======== Input

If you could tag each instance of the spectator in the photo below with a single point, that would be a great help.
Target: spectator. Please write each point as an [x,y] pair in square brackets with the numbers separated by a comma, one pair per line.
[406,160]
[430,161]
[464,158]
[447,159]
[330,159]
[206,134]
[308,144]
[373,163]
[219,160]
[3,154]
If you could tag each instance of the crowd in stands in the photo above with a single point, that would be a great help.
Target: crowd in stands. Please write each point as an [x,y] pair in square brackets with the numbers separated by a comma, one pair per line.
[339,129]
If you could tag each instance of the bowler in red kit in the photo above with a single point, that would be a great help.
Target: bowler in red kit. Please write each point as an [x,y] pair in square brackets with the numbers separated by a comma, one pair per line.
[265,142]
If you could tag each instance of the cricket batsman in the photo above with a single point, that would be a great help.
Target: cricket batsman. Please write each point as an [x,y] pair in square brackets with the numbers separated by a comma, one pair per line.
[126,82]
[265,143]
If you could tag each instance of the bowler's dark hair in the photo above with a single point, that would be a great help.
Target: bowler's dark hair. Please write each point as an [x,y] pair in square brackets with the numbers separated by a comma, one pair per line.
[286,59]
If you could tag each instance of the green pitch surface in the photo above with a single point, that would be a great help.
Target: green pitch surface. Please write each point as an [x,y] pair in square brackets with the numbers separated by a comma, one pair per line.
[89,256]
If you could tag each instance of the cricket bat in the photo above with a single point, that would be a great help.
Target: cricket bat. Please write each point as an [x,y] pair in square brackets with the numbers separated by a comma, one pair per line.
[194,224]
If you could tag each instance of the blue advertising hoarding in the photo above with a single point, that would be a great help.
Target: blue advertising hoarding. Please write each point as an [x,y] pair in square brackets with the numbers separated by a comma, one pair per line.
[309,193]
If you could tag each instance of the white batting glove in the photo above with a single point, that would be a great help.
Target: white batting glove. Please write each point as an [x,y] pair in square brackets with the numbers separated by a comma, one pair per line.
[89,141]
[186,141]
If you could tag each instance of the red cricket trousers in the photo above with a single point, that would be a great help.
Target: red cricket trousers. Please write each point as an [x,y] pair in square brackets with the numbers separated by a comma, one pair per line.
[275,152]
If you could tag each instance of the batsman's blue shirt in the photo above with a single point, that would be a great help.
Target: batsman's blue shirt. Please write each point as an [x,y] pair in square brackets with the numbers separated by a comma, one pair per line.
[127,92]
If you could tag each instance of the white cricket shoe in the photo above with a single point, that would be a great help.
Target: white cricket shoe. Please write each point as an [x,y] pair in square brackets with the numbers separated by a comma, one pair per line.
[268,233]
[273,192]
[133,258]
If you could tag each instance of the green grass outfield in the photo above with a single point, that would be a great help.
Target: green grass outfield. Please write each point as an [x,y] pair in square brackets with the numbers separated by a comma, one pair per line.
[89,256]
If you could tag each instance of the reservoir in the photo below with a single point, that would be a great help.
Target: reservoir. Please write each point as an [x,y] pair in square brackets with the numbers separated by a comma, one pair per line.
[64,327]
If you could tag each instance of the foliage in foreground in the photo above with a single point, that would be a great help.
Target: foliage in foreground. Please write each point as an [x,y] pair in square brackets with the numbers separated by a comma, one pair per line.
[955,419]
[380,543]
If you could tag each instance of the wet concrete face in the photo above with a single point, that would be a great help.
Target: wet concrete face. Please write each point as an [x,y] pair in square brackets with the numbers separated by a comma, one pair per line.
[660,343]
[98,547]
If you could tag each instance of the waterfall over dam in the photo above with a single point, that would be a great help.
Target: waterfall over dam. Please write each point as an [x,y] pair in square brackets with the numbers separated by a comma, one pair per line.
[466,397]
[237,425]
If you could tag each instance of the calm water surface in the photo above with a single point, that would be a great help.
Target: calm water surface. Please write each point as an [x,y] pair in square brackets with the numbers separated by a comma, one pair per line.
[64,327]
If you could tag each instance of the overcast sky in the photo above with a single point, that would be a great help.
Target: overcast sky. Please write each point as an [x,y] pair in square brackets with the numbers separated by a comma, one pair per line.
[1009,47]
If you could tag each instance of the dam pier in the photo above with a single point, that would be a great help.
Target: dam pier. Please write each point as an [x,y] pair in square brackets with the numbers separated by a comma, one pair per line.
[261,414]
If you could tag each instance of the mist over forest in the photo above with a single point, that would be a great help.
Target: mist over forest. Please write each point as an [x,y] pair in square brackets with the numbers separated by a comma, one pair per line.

================

Description of the task. The lines above from the one with "If you could tag each instance of the red" through the one with "If you could tag each instance of the green grass" are to be duplicated exactly, ends included, with nothing added.

Written response.
If you could tag each instance of the red cricket trousers in the photo above with a single point, that would be a great help.
Target: red cricket trousers. Please write each point as an [x,y] pair in square brackets with the numbers separated by a comma, one pair per line.
[275,152]
If you could tag each instance of the batsman's blue shirt in the photo above with a single point, that would be a great help.
Target: batsman's blue shirt. Please write each point as an [x,y] pair in square brackets with the numbers separated by a comma, one pair per line.
[127,92]
If you could tag each instance of the white cricket shoe in the photo above with a single point, that would be a great help.
Target: white cricket shoe. Please write each point as an [x,y] pair in square brackets with the numbers separated by a comma, one pair per line.
[268,233]
[273,192]
[133,258]
If you could tag each instance of the green grass outfield in the photo above with a single point, that would be a great help.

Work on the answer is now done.